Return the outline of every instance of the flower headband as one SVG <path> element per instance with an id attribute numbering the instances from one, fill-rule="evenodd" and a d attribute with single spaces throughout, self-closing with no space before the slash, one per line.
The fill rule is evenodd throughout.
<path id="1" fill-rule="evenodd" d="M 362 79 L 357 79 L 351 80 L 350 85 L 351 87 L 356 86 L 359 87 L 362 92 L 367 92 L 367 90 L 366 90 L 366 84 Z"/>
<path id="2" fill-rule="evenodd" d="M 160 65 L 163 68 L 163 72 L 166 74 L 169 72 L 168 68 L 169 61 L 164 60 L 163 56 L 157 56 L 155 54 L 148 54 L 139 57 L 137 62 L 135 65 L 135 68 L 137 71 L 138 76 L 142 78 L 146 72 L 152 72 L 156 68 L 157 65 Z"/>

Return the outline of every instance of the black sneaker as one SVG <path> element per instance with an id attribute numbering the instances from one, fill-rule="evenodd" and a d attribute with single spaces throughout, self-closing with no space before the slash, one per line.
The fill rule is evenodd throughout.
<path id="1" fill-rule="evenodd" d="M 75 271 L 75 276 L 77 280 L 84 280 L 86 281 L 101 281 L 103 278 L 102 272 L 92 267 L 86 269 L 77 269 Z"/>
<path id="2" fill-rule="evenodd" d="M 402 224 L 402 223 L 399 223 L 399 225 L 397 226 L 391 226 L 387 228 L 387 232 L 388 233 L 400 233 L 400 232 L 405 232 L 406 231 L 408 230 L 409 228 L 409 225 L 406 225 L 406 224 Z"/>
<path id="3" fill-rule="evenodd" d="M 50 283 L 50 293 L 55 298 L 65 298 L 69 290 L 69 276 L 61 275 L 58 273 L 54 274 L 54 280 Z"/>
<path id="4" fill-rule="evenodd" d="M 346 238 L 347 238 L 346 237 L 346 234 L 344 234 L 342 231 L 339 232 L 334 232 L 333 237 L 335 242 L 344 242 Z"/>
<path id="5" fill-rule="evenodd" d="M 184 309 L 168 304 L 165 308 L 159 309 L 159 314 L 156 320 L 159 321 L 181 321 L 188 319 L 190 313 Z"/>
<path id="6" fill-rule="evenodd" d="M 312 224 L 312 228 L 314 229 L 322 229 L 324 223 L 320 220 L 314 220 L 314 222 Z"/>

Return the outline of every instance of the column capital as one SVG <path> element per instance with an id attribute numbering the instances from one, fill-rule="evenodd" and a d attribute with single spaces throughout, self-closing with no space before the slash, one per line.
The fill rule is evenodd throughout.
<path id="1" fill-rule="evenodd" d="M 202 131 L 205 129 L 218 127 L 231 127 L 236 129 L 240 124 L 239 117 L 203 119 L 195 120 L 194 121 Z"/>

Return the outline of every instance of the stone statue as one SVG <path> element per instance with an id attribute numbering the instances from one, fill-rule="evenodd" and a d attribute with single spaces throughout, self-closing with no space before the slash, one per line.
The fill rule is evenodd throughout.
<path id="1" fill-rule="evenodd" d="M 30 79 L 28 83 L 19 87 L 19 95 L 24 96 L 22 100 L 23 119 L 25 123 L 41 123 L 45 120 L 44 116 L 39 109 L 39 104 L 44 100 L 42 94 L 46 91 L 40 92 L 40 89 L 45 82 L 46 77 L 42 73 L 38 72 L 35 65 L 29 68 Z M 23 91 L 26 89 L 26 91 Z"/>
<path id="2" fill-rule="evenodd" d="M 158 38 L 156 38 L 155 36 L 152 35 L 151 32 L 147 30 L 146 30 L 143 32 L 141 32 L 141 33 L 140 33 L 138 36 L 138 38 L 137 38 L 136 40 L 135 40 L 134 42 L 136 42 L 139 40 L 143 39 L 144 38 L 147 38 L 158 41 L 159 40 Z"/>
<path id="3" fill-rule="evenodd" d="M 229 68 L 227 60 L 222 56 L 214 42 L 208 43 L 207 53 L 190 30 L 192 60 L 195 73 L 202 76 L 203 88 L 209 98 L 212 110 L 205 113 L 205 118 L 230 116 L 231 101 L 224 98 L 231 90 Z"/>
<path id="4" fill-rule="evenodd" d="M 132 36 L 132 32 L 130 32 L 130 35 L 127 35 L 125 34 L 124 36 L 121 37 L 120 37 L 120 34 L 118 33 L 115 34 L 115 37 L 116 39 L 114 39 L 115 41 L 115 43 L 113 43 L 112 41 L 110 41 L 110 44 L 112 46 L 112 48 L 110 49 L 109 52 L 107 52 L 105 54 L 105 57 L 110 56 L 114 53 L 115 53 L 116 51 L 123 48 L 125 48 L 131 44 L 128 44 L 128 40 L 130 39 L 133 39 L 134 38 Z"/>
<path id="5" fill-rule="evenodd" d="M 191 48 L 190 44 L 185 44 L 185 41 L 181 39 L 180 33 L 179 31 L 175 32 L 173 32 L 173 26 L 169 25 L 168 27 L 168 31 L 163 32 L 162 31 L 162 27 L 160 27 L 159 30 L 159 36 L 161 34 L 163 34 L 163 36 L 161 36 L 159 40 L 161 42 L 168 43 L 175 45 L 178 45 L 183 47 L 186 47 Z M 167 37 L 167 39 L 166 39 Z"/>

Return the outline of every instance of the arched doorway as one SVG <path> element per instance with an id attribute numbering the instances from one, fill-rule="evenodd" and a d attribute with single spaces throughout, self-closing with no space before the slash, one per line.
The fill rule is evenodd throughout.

──────────────────────────────

● **Written task**:
Recast every line of the items above as a single numbered list, omitting blank lines.

● **Answer for the task**:
1. Return the outline of every instance of the flower headband as one SVG <path> element per instance with an id attribute numbering the instances from one, fill-rule="evenodd" and a d attribute with single spaces throughout, self-closing with no space before the slash, one per line.
2. The fill rule is evenodd throughout.
3. <path id="1" fill-rule="evenodd" d="M 362 79 L 357 79 L 351 80 L 350 85 L 351 87 L 356 86 L 359 87 L 362 92 L 367 92 L 367 90 L 366 90 L 366 84 Z"/>
4. <path id="2" fill-rule="evenodd" d="M 160 65 L 163 68 L 163 72 L 166 74 L 169 72 L 168 68 L 169 61 L 164 60 L 163 56 L 157 56 L 155 54 L 148 54 L 139 57 L 137 62 L 135 65 L 135 68 L 137 71 L 138 76 L 142 78 L 146 72 L 152 72 L 156 68 L 157 65 Z"/>
5. Return the outline of every instance of the black sneaker as one SVG <path> element per instance with an id attribute numbering the instances from one, fill-rule="evenodd" and a d attribute with single spaces throughout, self-closing with no space before the slash, one per line.
6. The fill rule is evenodd throughout.
7. <path id="1" fill-rule="evenodd" d="M 75 271 L 75 276 L 77 280 L 84 280 L 86 281 L 101 281 L 103 278 L 102 272 L 92 267 L 86 269 L 77 269 Z"/>
8. <path id="2" fill-rule="evenodd" d="M 402 224 L 402 223 L 399 223 L 399 225 L 397 226 L 391 226 L 387 228 L 387 232 L 388 233 L 400 233 L 400 232 L 405 232 L 406 231 L 408 230 L 409 228 L 409 225 L 406 225 L 406 224 Z"/>
9. <path id="3" fill-rule="evenodd" d="M 50 283 L 50 293 L 55 298 L 65 298 L 69 290 L 69 276 L 61 275 L 58 273 L 54 274 L 54 280 Z"/>
10. <path id="4" fill-rule="evenodd" d="M 346 238 L 347 238 L 346 237 L 346 234 L 344 234 L 342 231 L 339 232 L 334 232 L 333 237 L 335 242 L 344 242 Z"/>
11. <path id="5" fill-rule="evenodd" d="M 184 309 L 168 304 L 165 308 L 159 309 L 159 314 L 156 320 L 159 321 L 181 321 L 188 319 L 190 313 Z"/>
12. <path id="6" fill-rule="evenodd" d="M 312 224 L 312 228 L 314 229 L 322 229 L 324 223 L 320 220 L 314 220 L 314 222 Z"/>
13. Return the outline of every instance of the column capital as one SVG <path> element per instance with an id attribute numbering the instances from one, fill-rule="evenodd" and a d attribute with single spaces throughout, self-closing with no space before the slash, one per line.
14. The fill rule is evenodd throughout.
15. <path id="1" fill-rule="evenodd" d="M 202 131 L 205 129 L 218 127 L 231 127 L 236 129 L 240 124 L 239 117 L 203 119 L 195 120 L 194 121 Z"/>
16. Return the outline of every instance of the stone statue as one SVG <path> element per instance with an id attribute numbering the instances from one, fill-rule="evenodd" and a d attribute with single spaces throughout, self-closing with no space before the slash, one per line.
17. The fill rule is evenodd throughout.
18. <path id="1" fill-rule="evenodd" d="M 30 79 L 28 83 L 19 87 L 19 95 L 24 96 L 22 100 L 23 119 L 25 123 L 41 123 L 45 120 L 44 116 L 39 109 L 39 104 L 44 100 L 42 94 L 46 91 L 40 92 L 40 89 L 45 82 L 46 77 L 42 73 L 38 72 L 35 65 L 29 68 Z M 23 91 L 26 89 L 26 91 Z"/>
19. <path id="2" fill-rule="evenodd" d="M 158 38 L 156 38 L 155 36 L 152 35 L 151 32 L 147 30 L 146 30 L 143 32 L 141 32 L 141 33 L 140 33 L 138 36 L 138 38 L 137 38 L 136 40 L 135 40 L 134 42 L 136 42 L 139 40 L 143 39 L 144 38 L 147 38 L 158 41 L 159 40 Z"/>
20. <path id="3" fill-rule="evenodd" d="M 229 68 L 227 60 L 222 56 L 214 42 L 208 43 L 207 53 L 190 30 L 192 60 L 195 73 L 202 76 L 203 88 L 209 98 L 212 110 L 205 113 L 205 118 L 230 116 L 231 101 L 224 98 L 231 90 Z"/>
21. <path id="4" fill-rule="evenodd" d="M 132 36 L 132 32 L 130 32 L 130 35 L 127 35 L 125 34 L 124 36 L 121 37 L 120 37 L 120 34 L 118 33 L 115 34 L 115 37 L 116 39 L 114 39 L 115 41 L 115 43 L 113 43 L 112 41 L 110 41 L 110 44 L 112 46 L 112 48 L 110 49 L 109 52 L 107 52 L 105 54 L 105 57 L 110 56 L 114 53 L 115 53 L 116 51 L 123 48 L 125 48 L 131 44 L 128 44 L 128 40 L 130 39 L 133 39 L 134 38 Z"/>
22. <path id="5" fill-rule="evenodd" d="M 191 48 L 190 44 L 185 44 L 185 41 L 181 39 L 180 33 L 179 31 L 175 32 L 173 32 L 173 26 L 169 25 L 168 27 L 168 31 L 163 32 L 162 31 L 162 27 L 160 27 L 159 30 L 159 36 L 161 34 L 163 34 L 163 36 L 161 36 L 159 40 L 161 42 L 168 43 L 175 45 L 178 45 L 183 47 L 186 47 Z M 167 37 L 167 39 L 166 39 Z"/>
23. Return the outline of every instance of the arched doorway as one SVG <path> element per instance with an id attribute numbering the instances from one, fill-rule="evenodd" and a d attribute with single spaces throughout, self-closing with no space before the slash, one per line.
24. The fill rule is evenodd throughout.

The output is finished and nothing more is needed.